RAW DATA:
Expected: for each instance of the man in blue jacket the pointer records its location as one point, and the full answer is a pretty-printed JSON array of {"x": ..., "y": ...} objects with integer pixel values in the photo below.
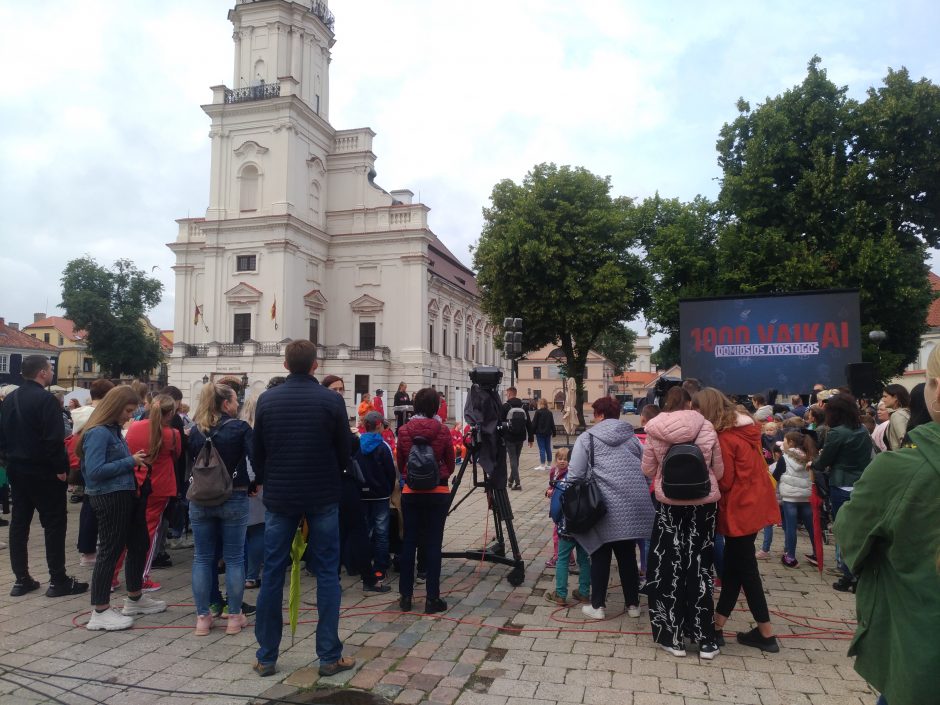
[
  {"x": 301, "y": 444},
  {"x": 32, "y": 438}
]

BRIEF:
Transcribe the lines above exactly, setting aside any picture among them.

YOUR RESPONSE:
Expected: for each instance of the man in blue jacket the pointer records its location as one point, and the full answer is a pretty-printed JSON array of {"x": ..., "y": ...} objects with integer pixel values in the photo below.
[
  {"x": 301, "y": 444},
  {"x": 32, "y": 438}
]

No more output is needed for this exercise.